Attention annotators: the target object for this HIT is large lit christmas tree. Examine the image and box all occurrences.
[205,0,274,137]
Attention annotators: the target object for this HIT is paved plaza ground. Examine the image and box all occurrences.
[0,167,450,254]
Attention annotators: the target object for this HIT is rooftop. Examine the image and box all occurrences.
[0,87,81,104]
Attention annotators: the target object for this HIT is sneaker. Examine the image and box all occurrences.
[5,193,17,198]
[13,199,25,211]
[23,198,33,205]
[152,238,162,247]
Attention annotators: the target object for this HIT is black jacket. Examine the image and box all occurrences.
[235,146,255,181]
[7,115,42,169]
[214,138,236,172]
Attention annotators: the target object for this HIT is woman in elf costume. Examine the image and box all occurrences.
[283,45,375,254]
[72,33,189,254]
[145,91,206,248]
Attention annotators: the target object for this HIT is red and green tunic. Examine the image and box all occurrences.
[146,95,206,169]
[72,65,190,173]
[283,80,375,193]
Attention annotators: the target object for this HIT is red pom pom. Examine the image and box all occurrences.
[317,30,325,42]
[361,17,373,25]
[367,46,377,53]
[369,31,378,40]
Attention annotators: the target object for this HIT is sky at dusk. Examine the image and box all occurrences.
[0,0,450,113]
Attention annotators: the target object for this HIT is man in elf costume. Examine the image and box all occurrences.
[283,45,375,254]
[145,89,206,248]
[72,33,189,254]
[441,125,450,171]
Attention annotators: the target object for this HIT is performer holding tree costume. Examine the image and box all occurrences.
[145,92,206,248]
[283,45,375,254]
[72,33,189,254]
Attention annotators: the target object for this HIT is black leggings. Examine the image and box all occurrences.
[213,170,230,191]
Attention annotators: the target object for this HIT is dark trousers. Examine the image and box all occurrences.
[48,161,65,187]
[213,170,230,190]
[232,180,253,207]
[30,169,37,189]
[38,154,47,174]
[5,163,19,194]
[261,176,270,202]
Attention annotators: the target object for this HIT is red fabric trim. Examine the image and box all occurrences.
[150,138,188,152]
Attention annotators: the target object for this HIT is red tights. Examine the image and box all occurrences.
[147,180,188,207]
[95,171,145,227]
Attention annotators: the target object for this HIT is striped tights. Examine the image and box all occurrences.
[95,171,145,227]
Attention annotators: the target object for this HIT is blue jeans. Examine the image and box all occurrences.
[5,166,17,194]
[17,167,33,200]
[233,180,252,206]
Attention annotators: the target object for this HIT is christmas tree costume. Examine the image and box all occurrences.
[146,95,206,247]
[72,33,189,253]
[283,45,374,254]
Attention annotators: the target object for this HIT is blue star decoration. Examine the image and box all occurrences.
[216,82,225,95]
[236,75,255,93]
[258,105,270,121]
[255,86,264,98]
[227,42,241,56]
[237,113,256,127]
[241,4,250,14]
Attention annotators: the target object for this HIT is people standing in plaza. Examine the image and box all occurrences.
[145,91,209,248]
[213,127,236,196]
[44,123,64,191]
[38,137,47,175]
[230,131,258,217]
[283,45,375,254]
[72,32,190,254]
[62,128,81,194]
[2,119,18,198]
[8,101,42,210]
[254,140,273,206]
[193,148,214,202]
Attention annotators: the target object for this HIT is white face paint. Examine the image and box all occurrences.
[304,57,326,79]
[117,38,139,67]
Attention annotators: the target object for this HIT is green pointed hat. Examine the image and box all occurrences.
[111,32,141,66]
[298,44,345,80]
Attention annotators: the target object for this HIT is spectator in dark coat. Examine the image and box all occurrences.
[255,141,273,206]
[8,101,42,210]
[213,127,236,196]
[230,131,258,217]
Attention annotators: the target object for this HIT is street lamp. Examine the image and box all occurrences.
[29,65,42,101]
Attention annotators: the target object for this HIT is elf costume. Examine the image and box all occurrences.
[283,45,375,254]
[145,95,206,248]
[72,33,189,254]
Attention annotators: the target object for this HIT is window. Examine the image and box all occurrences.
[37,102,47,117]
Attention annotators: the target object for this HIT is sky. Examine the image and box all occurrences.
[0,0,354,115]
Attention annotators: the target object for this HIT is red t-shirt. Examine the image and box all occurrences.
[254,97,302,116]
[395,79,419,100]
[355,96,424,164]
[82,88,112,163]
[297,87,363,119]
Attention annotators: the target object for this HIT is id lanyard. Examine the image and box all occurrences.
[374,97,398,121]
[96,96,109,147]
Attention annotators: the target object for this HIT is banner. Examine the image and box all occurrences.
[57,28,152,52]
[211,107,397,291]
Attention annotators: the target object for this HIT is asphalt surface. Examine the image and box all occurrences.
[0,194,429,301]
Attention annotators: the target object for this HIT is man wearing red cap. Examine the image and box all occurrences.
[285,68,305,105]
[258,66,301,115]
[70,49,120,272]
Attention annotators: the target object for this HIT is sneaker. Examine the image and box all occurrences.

---+---

The task:
Reproduce the entries word for word, from the very first line down through the line containing "[152,238,162,247]", including that line.

Solution for this problem:
Attention annotators: the target object for this HIT is large lit christmas tree. Examine the image and box all occurrences.
[205,0,274,137]
Attention annotators: the target object for this HIT is paved plaza ground. Examine the image and box all occurrences.
[0,167,450,254]
Attention annotators: the target object for this HIT is rooftop. Examine the image and box all occurrences.
[0,87,81,104]
Attention annotators: the target object for this HIT is sneaker. Examine the image and box all occurrences.
[5,193,17,198]
[13,199,25,211]
[23,198,33,205]
[152,238,162,247]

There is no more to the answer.